Collect every line in the listing below that contains the word "Segment", treating uppercase and lowercase as different.

DATA PROVIDED:
==*==

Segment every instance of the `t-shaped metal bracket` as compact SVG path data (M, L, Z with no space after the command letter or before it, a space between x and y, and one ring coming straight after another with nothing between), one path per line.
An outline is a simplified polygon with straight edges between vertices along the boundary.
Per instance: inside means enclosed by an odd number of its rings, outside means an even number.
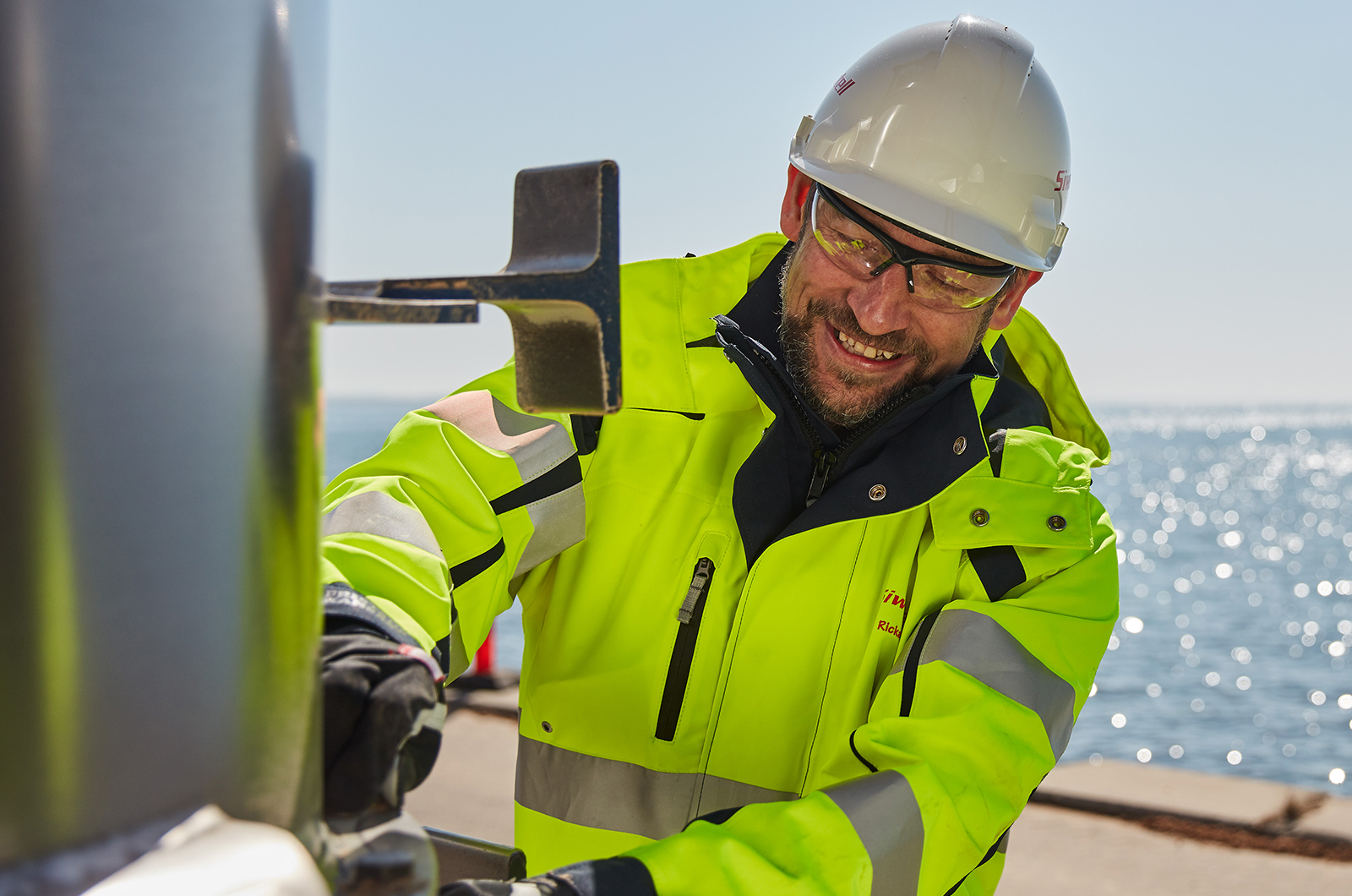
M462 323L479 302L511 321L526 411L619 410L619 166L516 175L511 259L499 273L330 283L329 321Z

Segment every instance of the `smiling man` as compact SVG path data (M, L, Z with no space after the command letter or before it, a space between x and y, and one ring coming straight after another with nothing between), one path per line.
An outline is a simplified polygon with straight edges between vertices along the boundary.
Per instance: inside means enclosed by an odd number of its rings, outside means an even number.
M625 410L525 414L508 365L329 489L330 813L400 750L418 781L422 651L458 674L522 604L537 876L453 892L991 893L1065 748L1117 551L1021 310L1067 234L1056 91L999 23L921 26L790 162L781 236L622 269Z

==*==

RESPONSE BELOW:
Segment every instance of the `t-shaped metal bracket` as compact SVG path data (M, L, Z with no space after the command letter or before it, a space between x and y, and one ring coming straight after another with nothing between), one path per line.
Segment every instance of the `smiling man` as compact SVG path data (M, L, Z with no space after the command letter or before it, a space between x and y, and one ring coming straight after another with nothing between), one path per line.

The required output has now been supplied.